Palavraschave: consumo de água, modelos de séries temporais, previsão do consumo de água, modelo Bayesiano, métodos MCMC
1 INTRODUCTION
Water consumption by the population is a subject of great interest in the area of basic sanitation, given the huge population growth on the planet and the limited water in municipal supply systems. Several factors can inﬂuence water consumption, such as the category of consumer unit (residential, commercial, industrial or public) and the socioeconomic category of consumers, among others, as well as the time of year (month) and season. The introduction of new, simple statistical modeling formulations for consumption forecasting may be of great interest to the municipal water utility managers to get important mid or longterm strategic decisions to prevent the collapse of the system.
In general, each water supply company has large temporal databases associated with each consumer unit through automated supervisory and control systems that can be used in studies leading to better statistical models and better forecasts. This study introduces a new statistical model under the Bayesian paradigm, which may be more accurate and simpler to be used by water utilities when compared to traditional time series models such as the popular moving average models or ARIMA models to predict water consumption for each consumer unit. More accurate water consumption forecasts and statistical models with simple implementation may be of great interest to water utilities if for some reason it is impossible to access the monthly water consumption of an unit for some time, or in the planning of water stock expansions normally done by water supply companies in each municipality.
The literature contains a lot of studies related to water consumption. Zhow et al. (2000, 2002) proposed a forecasting model for daily water consumption for Melbourne (Australia) based on time series, considering the effects of the following factors: trend seasonality, climatic correlation and autocorrelation.
Altunkaynak et al. (2005) introduced a fuzzy logic method for predicting future monthly water consumption in Istanbul (Turkey) as an alternative to the usage of the Markov or ARIMA models.
Ally and Wanakule (2004) presented an approach for short term forecasting of municipal water use based on a deterministic smoothing algorithm.

_WHAT THIS EXERCISE ASKS_.
(1) Say whether each statement below agrees with the passage on water consumption forecasting, answering yes or no and quoting the words of the passage that decide it. (a) The study presents a new model under the Bayesian paradigm. (b) Altunkaynak et al. (2005) forecast daily water consumption in Melbourne. (c) Ally and Wanakule (2004) based their short-term forecasting approach on a deterministic smoothing algorithm.
(2) Report every line in the entries below that contains the string "keys", treating uppercase and lowercase letters as different.

_EXERCISE INPUTS_.
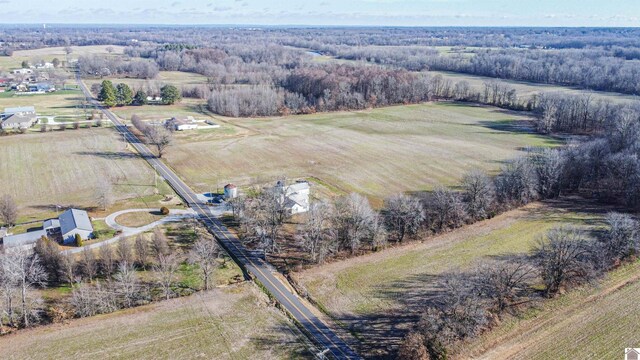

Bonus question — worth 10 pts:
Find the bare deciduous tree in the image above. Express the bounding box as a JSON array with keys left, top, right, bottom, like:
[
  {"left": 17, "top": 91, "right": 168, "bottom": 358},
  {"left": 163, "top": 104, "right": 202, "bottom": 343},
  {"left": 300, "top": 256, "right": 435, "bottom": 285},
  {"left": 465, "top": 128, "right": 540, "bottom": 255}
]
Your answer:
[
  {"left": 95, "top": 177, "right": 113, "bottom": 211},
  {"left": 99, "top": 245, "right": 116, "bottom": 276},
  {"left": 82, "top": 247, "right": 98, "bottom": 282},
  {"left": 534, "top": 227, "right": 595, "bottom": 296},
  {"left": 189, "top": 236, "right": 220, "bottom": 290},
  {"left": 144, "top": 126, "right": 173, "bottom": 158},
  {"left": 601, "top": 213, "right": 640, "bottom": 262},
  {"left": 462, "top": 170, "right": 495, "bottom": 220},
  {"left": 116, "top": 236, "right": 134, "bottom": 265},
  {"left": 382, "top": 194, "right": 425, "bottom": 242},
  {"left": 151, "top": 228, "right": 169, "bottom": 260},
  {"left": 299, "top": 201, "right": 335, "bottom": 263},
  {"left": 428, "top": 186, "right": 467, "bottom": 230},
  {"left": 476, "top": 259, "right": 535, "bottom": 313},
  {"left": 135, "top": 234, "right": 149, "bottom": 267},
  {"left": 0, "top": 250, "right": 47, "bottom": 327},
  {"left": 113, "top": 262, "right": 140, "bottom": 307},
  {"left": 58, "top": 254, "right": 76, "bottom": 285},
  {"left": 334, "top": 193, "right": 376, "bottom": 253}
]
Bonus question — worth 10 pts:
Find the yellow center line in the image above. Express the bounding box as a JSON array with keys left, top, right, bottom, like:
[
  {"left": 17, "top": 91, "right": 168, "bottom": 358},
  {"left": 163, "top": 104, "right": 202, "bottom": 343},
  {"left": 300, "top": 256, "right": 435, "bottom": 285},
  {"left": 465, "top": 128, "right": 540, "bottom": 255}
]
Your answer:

* * *

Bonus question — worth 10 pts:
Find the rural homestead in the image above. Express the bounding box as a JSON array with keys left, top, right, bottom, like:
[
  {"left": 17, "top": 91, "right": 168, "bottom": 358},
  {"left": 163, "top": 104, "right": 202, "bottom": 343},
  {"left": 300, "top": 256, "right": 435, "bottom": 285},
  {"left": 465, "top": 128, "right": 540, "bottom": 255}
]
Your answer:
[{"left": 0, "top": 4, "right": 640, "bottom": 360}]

_THE RESULTS_.
(1)
(a) Yes: "This study introduces a new statistical model under the Bayesian paradigm"
(b) No: "introduced a fuzzy logic method for predicting future monthly water consumption in Istanbul (Turkey)"
(c) Yes: "presented an approach for short term forecasting of municipal water use based on a deterministic smoothing algorithm"

(2)
Find the bare deciduous tree in the image above. Express the bounding box as a JSON array with keys left, top, right, bottom, like:
Find the yellow center line in the image above. Express the bounding box as a JSON array with keys left, top, right, bottom, like:
Find the rural homestead in the image above. Express the bounding box as a JSON array with keys left, top, right, bottom, like:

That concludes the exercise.